— What is required —
Transcribe the whole listing without a single picture.

— Supplied records —
__________________________________________________

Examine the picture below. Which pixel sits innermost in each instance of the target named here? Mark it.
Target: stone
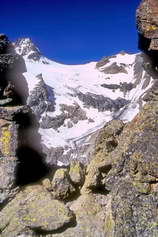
(34, 209)
(62, 187)
(77, 173)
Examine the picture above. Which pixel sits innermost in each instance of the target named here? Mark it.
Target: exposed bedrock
(20, 151)
(147, 25)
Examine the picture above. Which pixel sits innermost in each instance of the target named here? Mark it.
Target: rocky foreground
(114, 195)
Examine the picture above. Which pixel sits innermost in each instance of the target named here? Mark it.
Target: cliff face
(114, 195)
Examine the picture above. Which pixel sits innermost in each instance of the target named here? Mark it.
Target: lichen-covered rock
(33, 208)
(100, 165)
(62, 187)
(77, 173)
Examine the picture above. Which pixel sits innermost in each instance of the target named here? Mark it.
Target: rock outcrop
(115, 194)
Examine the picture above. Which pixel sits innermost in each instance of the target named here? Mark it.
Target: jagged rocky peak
(147, 25)
(26, 48)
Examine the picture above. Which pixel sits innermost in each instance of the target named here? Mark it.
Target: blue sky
(72, 31)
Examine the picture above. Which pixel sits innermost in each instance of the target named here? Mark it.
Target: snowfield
(78, 85)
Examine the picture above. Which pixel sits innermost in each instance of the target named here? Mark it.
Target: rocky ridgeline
(114, 195)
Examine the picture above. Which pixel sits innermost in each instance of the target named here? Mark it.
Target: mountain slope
(73, 101)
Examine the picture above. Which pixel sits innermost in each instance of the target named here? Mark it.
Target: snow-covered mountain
(72, 102)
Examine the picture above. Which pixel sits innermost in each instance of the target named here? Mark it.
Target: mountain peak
(26, 48)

__________________________________________________

— Result of this exercise —
Examine the picture below. Which pixel sits innermost in each instance of the target named here? Mark it.
Target: stone
(34, 209)
(62, 187)
(77, 173)
Examine the picture above. Which pixel sits innermost in each instance of the target named here? Mark it.
Target: exposed bedrock
(20, 151)
(147, 25)
Examine the picture above. Which pixel sits innermost in each instance of the target named here? Mark it.
Target: rocky foreground
(114, 195)
Examine the picture above. Which pixel sits innermost in each instance of the target named here? Mark it.
Target: cliff face
(114, 195)
Examine the picture above. Which pixel sits innermost in each instance of the target named here? Mark it.
Target: lichen-covered rock
(33, 208)
(100, 165)
(62, 187)
(77, 173)
Examine the picture above. Which pixel sits innermost in each instance of the target named here? Mark it.
Target: rock outcrop
(115, 194)
Examine the picture above. Which pixel sits innermost in each instance of the target named here? Mark it.
Target: jagged rocky peak
(147, 25)
(26, 48)
Examine the picture above. Which pixel sits innermost in each instance of the target named here? Mark it.
Target: blue sky
(72, 31)
Examine the picture above. Which pixel sits innermost in each instance of the target named here? Mark it.
Target: snowfield
(78, 85)
Examine the picture above. Which pixel sits innermost in each instance of the target named here? Mark it.
Target: rocky ridgeline
(114, 195)
Examine the picture above. Which pixel sits innermost in each instance of the target named here? Mark it.
Target: mountain slope
(73, 101)
Examine the picture above. Which pixel sits innermost in each instance of the target named here? Mark it.
Target: snow-covered mountain
(72, 102)
Examine the picture above. Which pixel sits innermost in each instance of the target named here? Mark it.
Target: mountain peak
(26, 48)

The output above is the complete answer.